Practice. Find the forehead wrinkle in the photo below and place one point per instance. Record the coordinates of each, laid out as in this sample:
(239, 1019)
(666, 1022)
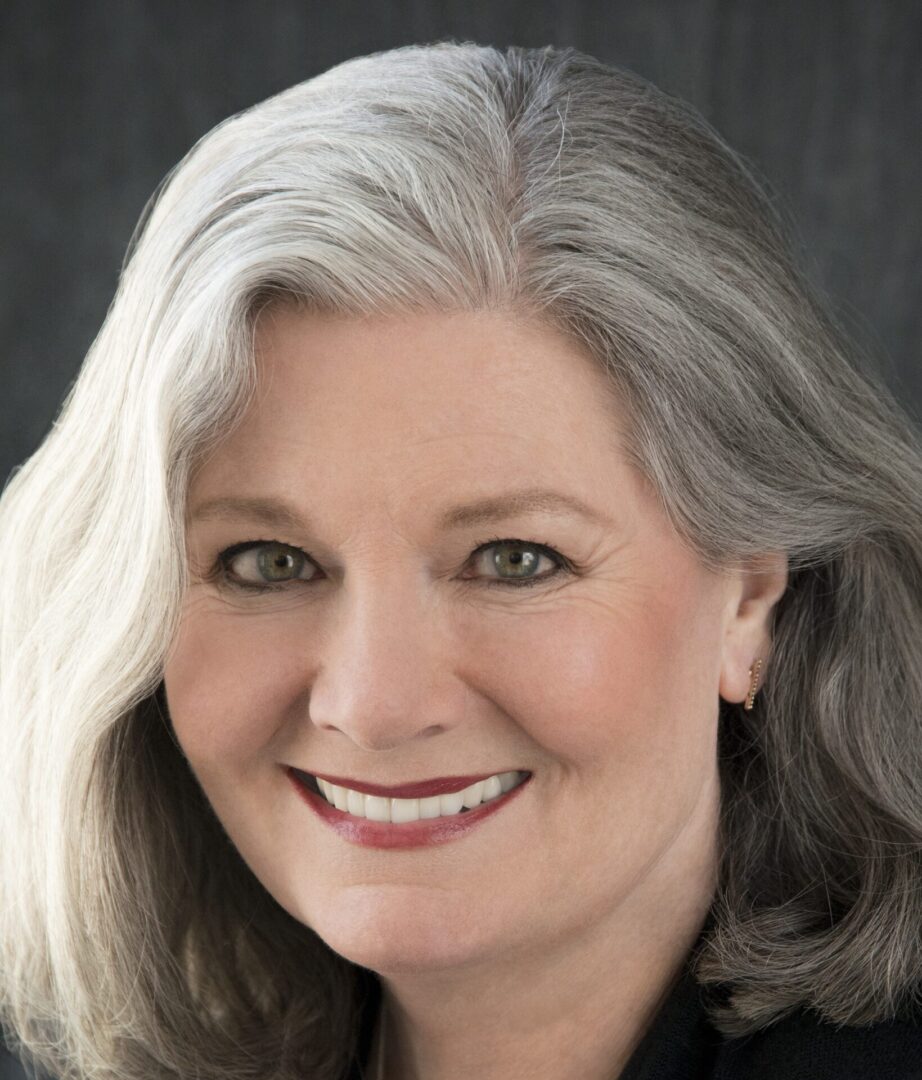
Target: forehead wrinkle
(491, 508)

= = = =

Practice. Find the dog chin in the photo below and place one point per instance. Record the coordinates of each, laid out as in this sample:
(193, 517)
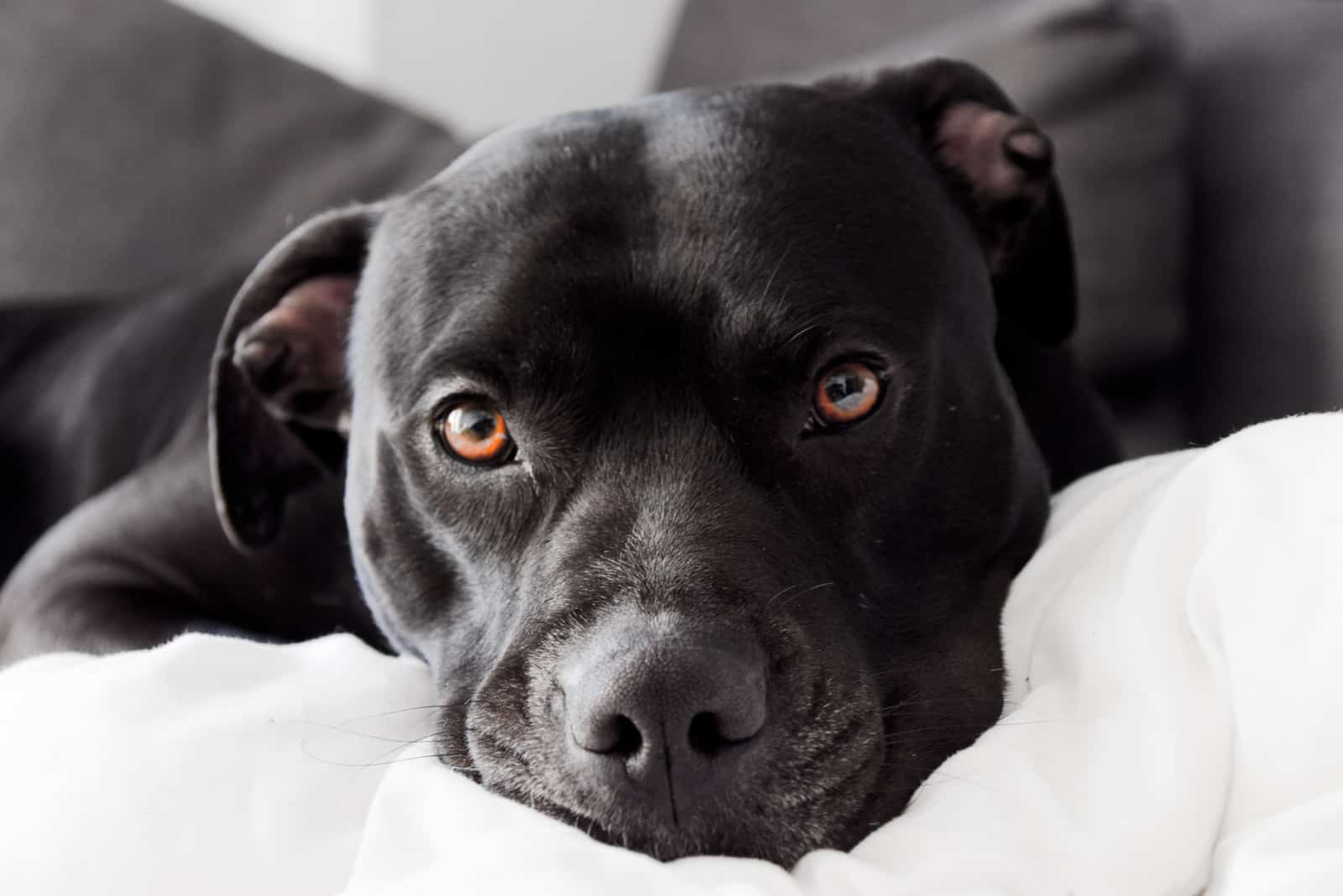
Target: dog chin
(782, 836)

= = = =

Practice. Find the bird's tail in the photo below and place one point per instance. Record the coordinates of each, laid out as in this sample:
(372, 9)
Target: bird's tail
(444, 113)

= = = =

**Exercise**
Pull out every line of the items above that contains the string "forehead", copying each line in full. Case counts.

**Final result**
Practice. Find the forehead wrinkle in the photo below and place one point per instance. Record the coordinates of each, laid out as in this sample:
Target: forehead wrinkle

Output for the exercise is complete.